TASK OBJECTIVE → Copy nothing but the text: repeat each entry exactly and drop the images.

RECORDS TO USE →
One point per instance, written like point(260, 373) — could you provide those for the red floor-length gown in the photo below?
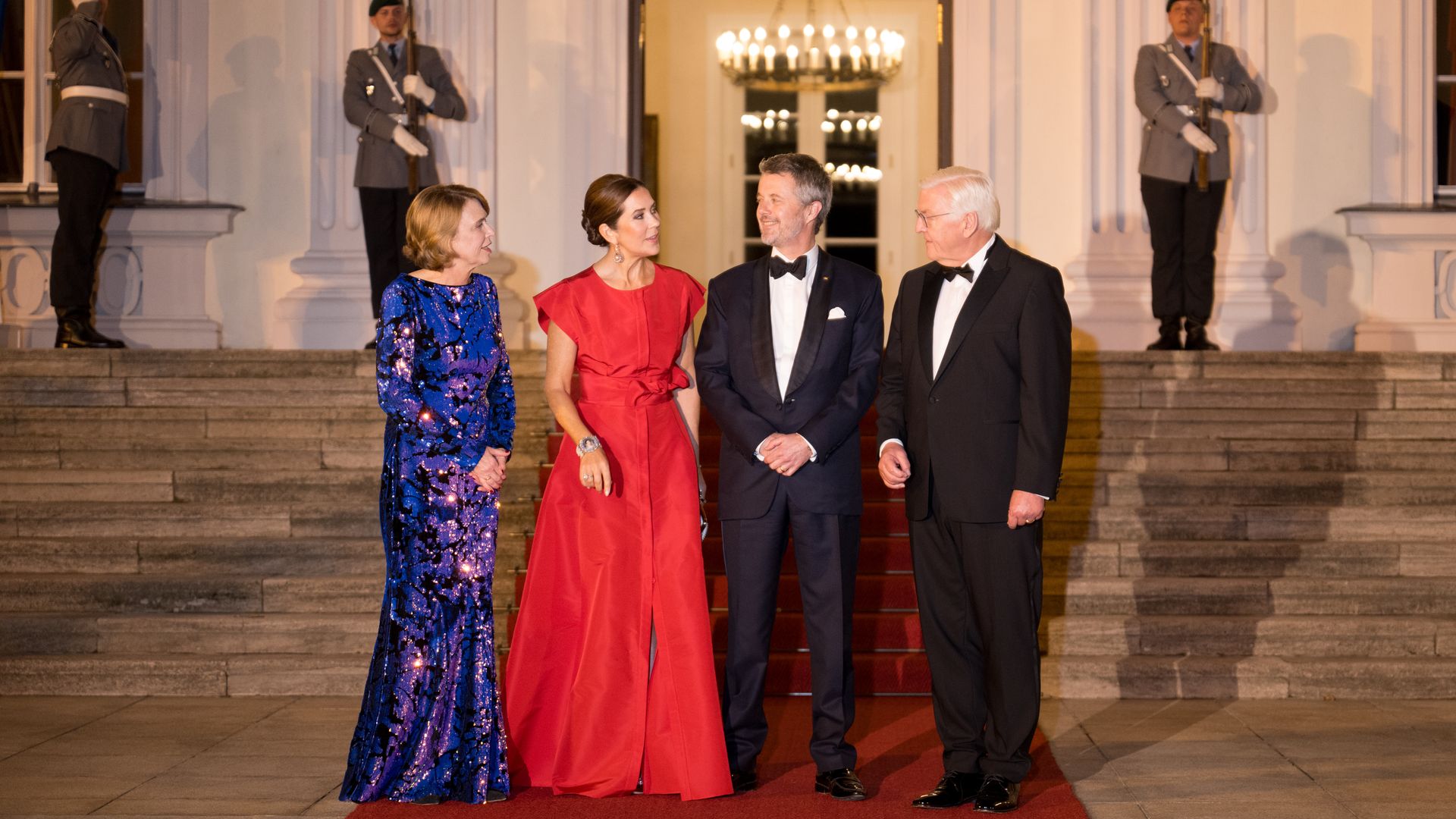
point(582, 711)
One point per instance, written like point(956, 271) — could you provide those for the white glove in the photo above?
point(417, 88)
point(1199, 140)
point(1209, 88)
point(413, 146)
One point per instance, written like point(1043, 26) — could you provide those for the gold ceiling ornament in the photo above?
point(811, 57)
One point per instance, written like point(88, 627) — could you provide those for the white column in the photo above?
point(564, 123)
point(986, 96)
point(331, 305)
point(1110, 290)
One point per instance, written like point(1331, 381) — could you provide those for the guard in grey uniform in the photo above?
point(1184, 222)
point(86, 149)
point(375, 89)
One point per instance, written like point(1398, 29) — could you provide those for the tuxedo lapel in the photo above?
point(925, 328)
point(814, 322)
point(762, 328)
point(982, 293)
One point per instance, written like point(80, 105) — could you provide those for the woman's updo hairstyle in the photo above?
point(603, 205)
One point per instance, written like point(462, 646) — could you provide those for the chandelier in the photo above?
point(814, 57)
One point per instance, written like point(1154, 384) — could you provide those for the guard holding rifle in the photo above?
point(86, 149)
point(1180, 86)
point(388, 89)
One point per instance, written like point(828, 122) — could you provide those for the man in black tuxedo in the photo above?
point(973, 419)
point(786, 365)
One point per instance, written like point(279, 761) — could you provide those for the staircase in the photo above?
point(1229, 525)
point(202, 522)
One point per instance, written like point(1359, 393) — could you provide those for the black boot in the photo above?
point(1166, 335)
point(1197, 335)
point(74, 328)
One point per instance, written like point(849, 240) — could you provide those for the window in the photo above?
point(1445, 98)
point(842, 127)
point(27, 117)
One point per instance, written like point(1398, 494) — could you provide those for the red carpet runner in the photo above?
point(899, 760)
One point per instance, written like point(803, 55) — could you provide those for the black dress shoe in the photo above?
point(746, 780)
point(1166, 335)
point(952, 790)
point(842, 784)
point(1197, 337)
point(74, 330)
point(998, 796)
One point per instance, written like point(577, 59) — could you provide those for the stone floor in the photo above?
point(1128, 760)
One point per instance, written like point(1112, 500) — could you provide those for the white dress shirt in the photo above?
point(788, 306)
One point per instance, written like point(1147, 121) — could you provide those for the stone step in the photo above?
point(347, 518)
point(1272, 635)
point(1066, 676)
point(1250, 678)
point(1402, 596)
point(237, 634)
point(130, 594)
point(215, 363)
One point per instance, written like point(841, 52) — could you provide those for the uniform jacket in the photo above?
point(830, 388)
point(995, 417)
point(369, 104)
point(1159, 88)
point(83, 53)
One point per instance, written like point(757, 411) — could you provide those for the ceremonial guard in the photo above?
point(1178, 85)
point(86, 149)
point(382, 86)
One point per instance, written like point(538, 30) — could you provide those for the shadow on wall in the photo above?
point(1320, 257)
point(259, 171)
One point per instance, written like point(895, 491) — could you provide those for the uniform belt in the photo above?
point(99, 93)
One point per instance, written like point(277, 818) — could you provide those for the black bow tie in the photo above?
point(797, 268)
point(965, 271)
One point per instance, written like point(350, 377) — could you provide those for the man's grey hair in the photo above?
point(971, 191)
point(810, 180)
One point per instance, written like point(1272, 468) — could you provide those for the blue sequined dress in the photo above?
point(431, 717)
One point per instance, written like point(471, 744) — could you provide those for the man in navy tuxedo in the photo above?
point(786, 365)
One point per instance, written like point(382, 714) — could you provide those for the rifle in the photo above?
point(1204, 105)
point(413, 105)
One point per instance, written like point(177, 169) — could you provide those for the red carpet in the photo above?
point(899, 760)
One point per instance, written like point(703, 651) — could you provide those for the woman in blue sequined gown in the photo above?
point(430, 727)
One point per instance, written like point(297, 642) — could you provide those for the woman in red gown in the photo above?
point(610, 675)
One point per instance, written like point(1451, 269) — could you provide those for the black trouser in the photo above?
point(979, 586)
point(83, 186)
point(826, 548)
point(383, 213)
point(1184, 223)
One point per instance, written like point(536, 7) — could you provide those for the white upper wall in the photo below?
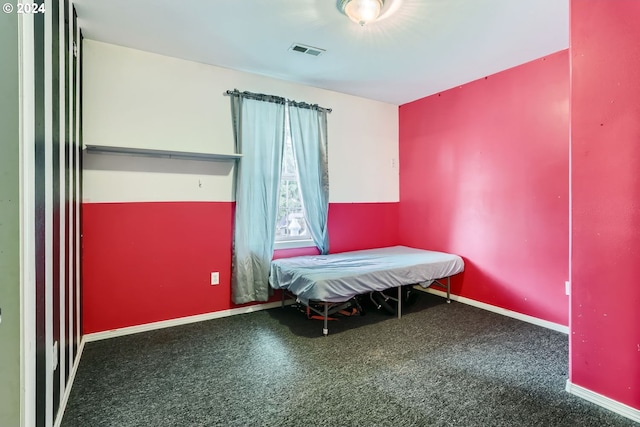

ANSWER SPACE →
One point per instance, written like point(260, 373) — could you provide those for the red floor-length gown in the photo below?
point(582, 711)
One point per instance, written like point(956, 271) — could you provide those for the white glove in the photo above?
point(417, 88)
point(1199, 140)
point(1209, 88)
point(413, 146)
One point per instance, written like point(1043, 26) — could you provide those for the gold ceiling ornament in the photo above?
point(811, 57)
One point per instance, written like point(88, 627) — could you provide those for the white column in the photo above?
point(564, 123)
point(986, 96)
point(331, 305)
point(1110, 290)
One point per instance, written like point(1331, 381) — could you provide those for the guard in grey uniform in the photo above?
point(1184, 222)
point(86, 149)
point(375, 89)
One point per instance, written like point(1398, 29) — could you provide those for the tuxedo lapel in the photo above?
point(925, 328)
point(814, 322)
point(762, 328)
point(982, 293)
One point per instance, written like point(80, 105) — could you provide those for the woman's updo hairstyle in the photo above?
point(603, 205)
One point per instance, written like point(462, 646) — could you provide those for the chandelier in the photo above?
point(814, 57)
One point per instance, written like point(1154, 384) — could you provide those for the guard holding rifle in the photo above?
point(86, 149)
point(1180, 86)
point(388, 89)
One point per instance, written like point(828, 122) — could you provide those for the man in black tuxedo in the photo above?
point(973, 419)
point(786, 365)
One point per instance, written like point(279, 761) — could you provide those for the staircase in the photo above?
point(1229, 525)
point(202, 522)
One point per instance, written like point(1359, 393) — could you provide those for the black boot in the photo above?
point(1166, 335)
point(1197, 335)
point(74, 328)
One point per instance, written like point(849, 240) — could you provide those for the window in the photo above?
point(1445, 98)
point(842, 127)
point(27, 117)
One point per instance, written like point(1398, 494) — could you provide those for the red carpet runner in the photo above?
point(899, 760)
One point per instance, written like point(803, 55) — could you provide those for the black dress shoe in the photo above?
point(746, 780)
point(1166, 335)
point(952, 790)
point(842, 784)
point(1197, 337)
point(74, 330)
point(998, 796)
One point per instance, written like point(577, 59) — could you provide those for the stone floor in the photo above?
point(1128, 760)
One point per instance, written like point(1112, 500) — could you provide those for the white dress shirt in the photo above?
point(788, 306)
One point per instance, written like point(1147, 121) — could you provide those for the stone step in the photo above?
point(347, 518)
point(1272, 635)
point(1066, 676)
point(1250, 678)
point(1402, 596)
point(237, 634)
point(130, 594)
point(215, 363)
One point per instance, written like point(841, 52) — could you provide those for the uniform jacket in the photo above?
point(830, 388)
point(995, 417)
point(369, 104)
point(1159, 88)
point(83, 53)
One point per instance, written like point(757, 411) — could you provide those for the ceremonial guard in the photo above?
point(1178, 85)
point(86, 149)
point(382, 86)
One point per instance, written like point(538, 30) — could you provide those for the shadow on wall in the photo above?
point(1320, 257)
point(259, 171)
One point per instance, written like point(895, 491) — could you provide those for the uniform belt in the photo above?
point(99, 93)
One point per instance, written like point(277, 818) — could you provide those for the black bow tie in the photo above?
point(797, 268)
point(965, 271)
One point per instance, written like point(350, 377) — could you provide those for the man's grey hair in the photo above?
point(971, 191)
point(810, 180)
One point per instance, written like point(1272, 468) — could you provide those for the blue sequined dress in the photo above?
point(431, 717)
One point per instance, written like point(471, 744) — could you provide those for the man in navy tuxedo in the photo above?
point(786, 365)
One point per instance, written like point(382, 714) — could you provide those for the rifle in the photo above?
point(1204, 105)
point(413, 105)
One point per instance, written like point(177, 169) — could you provide those for the red carpet in the photo above?
point(899, 760)
One point per instance, written like point(703, 651) — could you provide those for the woman in blue sequined gown in the photo above?
point(430, 727)
One point per instance, written like point(297, 642) — could you provide those for the woman in red gown in the photo above?
point(610, 675)
One point per instance, written like point(1451, 269) — could you provide those for the black trouser in the photo above?
point(979, 586)
point(83, 186)
point(826, 548)
point(383, 213)
point(1184, 223)
One point per instance, written like point(536, 7) — could you provide those for the white upper wall in the photo below?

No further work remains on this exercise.